---------- Information supplied ----------

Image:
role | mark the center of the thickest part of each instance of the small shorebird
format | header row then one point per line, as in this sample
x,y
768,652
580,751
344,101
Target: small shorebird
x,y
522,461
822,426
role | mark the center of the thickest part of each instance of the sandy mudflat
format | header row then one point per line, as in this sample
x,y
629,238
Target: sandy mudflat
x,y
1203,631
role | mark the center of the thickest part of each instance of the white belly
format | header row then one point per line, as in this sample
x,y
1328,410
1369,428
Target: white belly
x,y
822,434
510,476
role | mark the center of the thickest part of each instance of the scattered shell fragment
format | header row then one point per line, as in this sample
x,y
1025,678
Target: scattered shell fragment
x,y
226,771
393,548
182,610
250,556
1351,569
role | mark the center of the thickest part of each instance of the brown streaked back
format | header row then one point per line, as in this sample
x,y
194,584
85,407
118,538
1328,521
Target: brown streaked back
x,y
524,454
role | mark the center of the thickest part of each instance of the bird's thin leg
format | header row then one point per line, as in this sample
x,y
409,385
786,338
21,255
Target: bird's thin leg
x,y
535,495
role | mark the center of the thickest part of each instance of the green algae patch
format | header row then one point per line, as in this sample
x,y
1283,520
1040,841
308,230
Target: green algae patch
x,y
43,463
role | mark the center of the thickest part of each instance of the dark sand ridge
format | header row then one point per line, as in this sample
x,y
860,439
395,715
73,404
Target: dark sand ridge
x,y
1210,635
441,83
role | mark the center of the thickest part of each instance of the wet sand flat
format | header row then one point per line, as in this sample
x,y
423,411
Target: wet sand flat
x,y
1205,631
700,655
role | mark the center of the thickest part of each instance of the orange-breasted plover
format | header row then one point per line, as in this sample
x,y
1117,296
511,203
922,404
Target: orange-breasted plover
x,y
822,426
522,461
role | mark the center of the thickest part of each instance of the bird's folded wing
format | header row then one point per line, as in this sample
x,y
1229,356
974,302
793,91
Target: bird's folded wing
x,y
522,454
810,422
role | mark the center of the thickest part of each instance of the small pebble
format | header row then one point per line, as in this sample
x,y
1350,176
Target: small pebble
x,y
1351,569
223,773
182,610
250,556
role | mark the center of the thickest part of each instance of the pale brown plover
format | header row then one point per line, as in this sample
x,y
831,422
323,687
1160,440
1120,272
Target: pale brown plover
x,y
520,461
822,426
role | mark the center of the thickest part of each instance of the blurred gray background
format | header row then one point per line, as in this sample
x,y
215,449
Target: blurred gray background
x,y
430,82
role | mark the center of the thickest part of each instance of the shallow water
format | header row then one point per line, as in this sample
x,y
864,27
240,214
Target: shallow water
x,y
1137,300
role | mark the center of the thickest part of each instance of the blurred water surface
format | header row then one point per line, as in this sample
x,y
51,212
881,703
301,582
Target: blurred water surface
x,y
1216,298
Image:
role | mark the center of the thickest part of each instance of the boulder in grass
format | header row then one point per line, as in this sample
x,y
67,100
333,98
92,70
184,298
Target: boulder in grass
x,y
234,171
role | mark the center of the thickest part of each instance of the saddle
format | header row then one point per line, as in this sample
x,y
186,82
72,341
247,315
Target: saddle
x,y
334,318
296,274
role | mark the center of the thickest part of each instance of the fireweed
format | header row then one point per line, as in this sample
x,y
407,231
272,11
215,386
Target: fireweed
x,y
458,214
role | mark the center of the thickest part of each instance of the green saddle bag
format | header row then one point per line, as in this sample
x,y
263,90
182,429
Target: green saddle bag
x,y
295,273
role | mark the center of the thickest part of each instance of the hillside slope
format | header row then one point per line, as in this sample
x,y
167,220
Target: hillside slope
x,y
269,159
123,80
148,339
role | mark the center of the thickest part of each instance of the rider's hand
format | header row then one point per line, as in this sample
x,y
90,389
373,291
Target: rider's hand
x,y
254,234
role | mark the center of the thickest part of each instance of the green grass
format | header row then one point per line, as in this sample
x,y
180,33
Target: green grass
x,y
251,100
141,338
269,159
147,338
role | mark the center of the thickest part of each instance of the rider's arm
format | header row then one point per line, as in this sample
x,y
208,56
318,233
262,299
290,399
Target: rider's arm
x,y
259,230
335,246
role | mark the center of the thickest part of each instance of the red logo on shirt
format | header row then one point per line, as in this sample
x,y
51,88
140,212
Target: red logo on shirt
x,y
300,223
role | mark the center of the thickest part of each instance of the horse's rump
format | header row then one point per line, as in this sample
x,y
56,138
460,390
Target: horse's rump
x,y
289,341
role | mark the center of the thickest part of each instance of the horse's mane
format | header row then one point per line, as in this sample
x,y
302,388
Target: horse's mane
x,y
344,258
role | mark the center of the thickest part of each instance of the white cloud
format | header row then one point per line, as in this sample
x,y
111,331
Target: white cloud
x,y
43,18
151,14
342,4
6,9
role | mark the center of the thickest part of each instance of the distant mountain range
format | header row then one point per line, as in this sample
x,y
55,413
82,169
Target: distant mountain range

----------

◆ Your objective ◆
Check each line of the data for the string "mountain" and state how many lines contain it, without any other output.

◆ Written answer ◆
2